__WHAT THE TASK ASKS__
Exact reproduction is needed for the lines from the one with "of the city" to the end of the listing below, and for no other lines.

MATERIALS PROVIDED below:

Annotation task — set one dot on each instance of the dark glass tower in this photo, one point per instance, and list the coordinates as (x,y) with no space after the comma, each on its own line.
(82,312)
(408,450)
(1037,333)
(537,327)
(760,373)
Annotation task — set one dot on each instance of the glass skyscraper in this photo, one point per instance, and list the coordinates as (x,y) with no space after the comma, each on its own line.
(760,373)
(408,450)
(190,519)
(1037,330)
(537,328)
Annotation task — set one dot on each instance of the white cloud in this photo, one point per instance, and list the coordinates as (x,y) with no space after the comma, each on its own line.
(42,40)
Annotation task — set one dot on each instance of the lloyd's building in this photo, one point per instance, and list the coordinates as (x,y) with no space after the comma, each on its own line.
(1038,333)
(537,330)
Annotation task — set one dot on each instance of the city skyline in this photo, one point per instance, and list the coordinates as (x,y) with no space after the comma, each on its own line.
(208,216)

End of MATERIALS PROVIDED.

__EXERCISE RESULT__
Annotation task — set one dot on each instance of the city skyline in this photo, one point per instance, and list the coordinates as (x,y) with no space after the comma, each on its own line.
(208,216)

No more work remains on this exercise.